§ **Excerpted text**
┄┄┄┄┄┄

Adhering to Board Duties in an Affiliation Transaction

By Thomas M. Fahey, Partner, Nixon Peabody

The trustees of a non-profit community hospital have a similar profile: engaged community members, a few physicians, an administrator or two. The business conducted by the board in normal times is challenging.  The board is charged with understanding and governing  a wide range of issues ranging from finance to quality and compliance to ethics. They are not compensated for their efforts, but rather derive their payback in helping to assure that their community benefits from all that a thriving health care institution offers.

That is in normal times, which seem rather fleeting in the current environment. In addition to dealing with the challenges of keeping their institution moving in the right direction on a day-to-day and year-to-year basis, with increasing frequency these boards must now deal with questions of even greater significance: Can the hospital survive as a stand-alone provider, or is it time to hand over the control of the hospital to a larger health system that may be better suited to allow the hospital to compete and thrive in today's environment?

The decision to relinquish independence, and to whom, is the most important one that a board will ever be called upon to make. There is no rule book to follow that will lead the board to the right decision; there are no consultants who can provide a quick answer. Instead, this circumstance requires, more than ever, that the trustees follow the basic principles of governance in their search for answers. These principles require adherence to the time-tested duty of care, and the duty of loyalty, as the board works its way toward an answer that is in the best interest of its community for the future.

Duty of care

Directors considering affiliation options must exercise necessary care in reaching any decision.  Their actions will be judged by whether they were appropriately diligent in considering all options.  They need to attend meetings, prepare for those meetings, become educated about the pros and cons of continued independence, and learn about the strengths and weaknesses of the hospital’s potential partner.

It is fine (indeed it is prudent) to engage consultants to assist in the process and to defer appropriately to their industry expertise. But the board cannot let the consultant’s judgment be substituted for their own. The same goes for committees. Directors can delegate much of the granular work on affiliation matters to an affiliation subcommittee, but they cannot blindly rely upon the committee’s work and recommendations. The consultant’s or the committee’s work should help form the board’s view, but that view must be developed independently through the board’s own diligent efforts.

Read. Inquire. Show up. Pay attention. In short, do everything possible to position yourself to make a prudent, informed decision and you will have met your duty of care.

Duty of loyalty

Of equal importance is that directors adhere to their duty of loyalty as the corporation deliberates an affiliation. This duty requires, in short, that the interests of the corporation take precedence over all personal interests as the process unfolds. This duty is more nuanced than the duty of care and requires directors to be introspective and candid about the manner in which their personal interests can impact their ability to maintain an objective view of affiliation options.

┄┄┄┄┄┄

§ **Material shown**
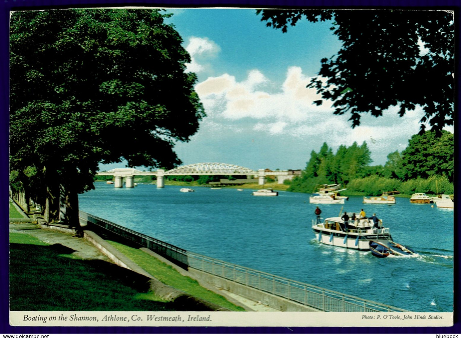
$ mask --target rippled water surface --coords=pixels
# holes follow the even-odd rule
[[[317,242],[308,194],[95,186],[80,196],[81,210],[185,250],[411,311],[453,311],[453,210],[399,198],[394,205],[365,205],[358,197],[320,205],[323,217],[338,216],[342,207],[376,213],[395,241],[419,253],[378,258]]]

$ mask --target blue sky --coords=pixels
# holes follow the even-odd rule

┄┄┄┄┄┄

§ **Study questions**
**a)** From the article on hospital board duties in an affiliation, write out the part that opens with the words containing "The decision to" and closes with "for the future.".
**b)** In the article on hospital board duties in an affiliation, which two duties must trustees adhere to as they consider giving up the hospital's independence?

§ **Task responses**
**a)**
The decision to relinquish independence, and to whom, is the most important one that a board will ever be called upon to make. There is no rule book to follow that will lead the board to the right decision; there are no consultants who can provide a quick answer. Instead, this circumstance requires, more than ever, that the trustees follow the basic principles of governance in their search for answers. These principles require adherence to the time-tested duty of care, and the duty of loyalty, as the board works its way toward an answer that is in the best interest of its community for the future.

**b)** The duty of care and the duty of loyalty.